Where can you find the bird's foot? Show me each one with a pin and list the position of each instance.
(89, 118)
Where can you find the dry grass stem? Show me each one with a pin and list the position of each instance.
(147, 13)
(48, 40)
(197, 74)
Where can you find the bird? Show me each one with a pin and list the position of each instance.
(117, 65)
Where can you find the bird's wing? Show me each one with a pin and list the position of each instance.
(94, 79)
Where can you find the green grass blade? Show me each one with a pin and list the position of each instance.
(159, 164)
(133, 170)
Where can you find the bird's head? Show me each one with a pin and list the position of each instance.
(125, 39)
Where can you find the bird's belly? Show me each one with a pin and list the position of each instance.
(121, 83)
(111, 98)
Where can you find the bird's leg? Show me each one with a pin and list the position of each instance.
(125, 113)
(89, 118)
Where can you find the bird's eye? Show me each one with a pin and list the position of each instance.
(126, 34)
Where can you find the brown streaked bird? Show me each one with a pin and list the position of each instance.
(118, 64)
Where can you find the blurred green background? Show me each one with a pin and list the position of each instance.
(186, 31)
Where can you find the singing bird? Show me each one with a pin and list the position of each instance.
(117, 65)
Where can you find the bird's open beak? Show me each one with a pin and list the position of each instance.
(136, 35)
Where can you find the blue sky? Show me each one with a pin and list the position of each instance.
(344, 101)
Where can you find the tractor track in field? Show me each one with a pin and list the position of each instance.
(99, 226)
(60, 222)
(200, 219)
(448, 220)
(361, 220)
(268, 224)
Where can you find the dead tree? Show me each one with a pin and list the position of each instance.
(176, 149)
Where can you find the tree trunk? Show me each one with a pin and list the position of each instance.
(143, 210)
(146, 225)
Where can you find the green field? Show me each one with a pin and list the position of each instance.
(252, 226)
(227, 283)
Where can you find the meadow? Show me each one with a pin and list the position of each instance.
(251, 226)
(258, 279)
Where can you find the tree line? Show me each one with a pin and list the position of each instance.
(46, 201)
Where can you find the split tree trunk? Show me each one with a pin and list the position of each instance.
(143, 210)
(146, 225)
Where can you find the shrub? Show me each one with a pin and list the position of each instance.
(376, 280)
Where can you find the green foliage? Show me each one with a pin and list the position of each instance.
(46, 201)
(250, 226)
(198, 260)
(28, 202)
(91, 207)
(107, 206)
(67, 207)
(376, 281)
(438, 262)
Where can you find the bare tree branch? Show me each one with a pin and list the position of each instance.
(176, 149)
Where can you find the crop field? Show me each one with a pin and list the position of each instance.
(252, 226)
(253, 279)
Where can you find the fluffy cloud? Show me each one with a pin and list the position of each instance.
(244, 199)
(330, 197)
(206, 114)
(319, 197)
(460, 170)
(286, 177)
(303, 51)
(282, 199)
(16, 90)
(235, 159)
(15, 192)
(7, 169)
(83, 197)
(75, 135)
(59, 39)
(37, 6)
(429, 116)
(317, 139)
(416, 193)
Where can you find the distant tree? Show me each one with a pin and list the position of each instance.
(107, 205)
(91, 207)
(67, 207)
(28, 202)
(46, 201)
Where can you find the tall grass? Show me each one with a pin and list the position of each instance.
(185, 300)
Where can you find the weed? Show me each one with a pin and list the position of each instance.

+++

→ INSTRUCTIONS FOR THE TASK: Could you write out all of the records above again, swapping each "pin" for "dot" and leaving everything else unchanged?

→ TASK SOLUTION:
Where can you find the bird's foot? Show me each one with a dot and list the position of each instance.
(89, 118)
Where can you find the dry grass stem? Show me each one with a dot and list the position of each instance.
(147, 13)
(48, 40)
(197, 74)
Where can you find the bird? Show me each one with a dot and list the position of each instance.
(117, 65)
Where can you find the bird's wing? Show me each one with a dot and list the position of each instance.
(94, 79)
Where can you find the green grass blade? Show me each one with a dot and list the position of each instance.
(159, 164)
(133, 170)
Where can you find the bird's head? Show me each one with a dot and list the position of each instance.
(125, 39)
Where can you find the bird's belly? Show me each one with a dot and list the position of each instance.
(121, 83)
(111, 98)
Where can you find the bird's leg? Show me each one with a dot and list the position of each instance.
(125, 113)
(89, 118)
Where can you find the bird's eye? Show me each one with a dot and list the position of each instance.
(126, 34)
Where can you find the brown streaked bird? Show me each one with a dot and list the position of each instance.
(118, 64)
Where can you find the blurred green background? Show me each one with a dot and list the position of each instance.
(186, 31)
Where can you find the singing bird? Show me each one with a dot and list the position of each instance.
(117, 65)
Where can you find the bird's open beak? Show me each one with a dot and list the position of each instance.
(136, 35)
Where can you find the blue sky? Show me each one with a dot and list the position of each instance.
(344, 101)
Where can you find the tractor track in field? Show me each one with a dot and list the position of each instance.
(99, 226)
(60, 222)
(200, 219)
(448, 220)
(361, 220)
(268, 224)
Where can you find the dead tree? Show me each one with a dot and list the position of each instance.
(176, 149)
Where can you find the tree trunk? Show me each one with a dot and list the position of each instance.
(143, 210)
(146, 225)
Where can you find the green field? Show me each one with a dot and list the position of each instance.
(252, 226)
(227, 283)
Where can you find the meadow? Show me each one with a dot and list the position of each instance.
(251, 226)
(258, 279)
Where can you find the tree line? Show me each one with a dot and list the position of each instance.
(46, 201)
Where can you find the split tree trunk? Show me each one with a dot and list the position of each instance.
(143, 210)
(146, 225)
Where can you find the shrub? Show me each one with a dot and list the position of each instance.
(376, 280)
Where can you find the green foliage? Show me each one with a dot and list the position of each instance.
(46, 201)
(250, 226)
(198, 260)
(28, 202)
(91, 207)
(107, 206)
(67, 207)
(376, 281)
(438, 262)
Where can you find the bare tree branch? Show me each one with a dot and list the position of each instance.
(176, 149)
Where can you find the crop field? Show me each one with a dot and list the position of each instance.
(252, 226)
(253, 279)
Where can you find the fluffy cloud? Show me each one with a dot and list the position of each instance.
(244, 199)
(330, 197)
(206, 114)
(319, 197)
(460, 170)
(286, 177)
(303, 51)
(282, 199)
(16, 90)
(235, 159)
(15, 192)
(7, 169)
(83, 197)
(75, 135)
(59, 39)
(37, 6)
(429, 116)
(317, 139)
(416, 193)
Where can you find the distant tree? Show me each one with a dot and list the position of each instance.
(107, 205)
(91, 207)
(67, 207)
(28, 202)
(46, 201)
Where can you find the tall grass? Show me each one with a dot and list the position of each instance.
(185, 300)
Where can you find the weed? Show me each one with a dot and list the position of each instance.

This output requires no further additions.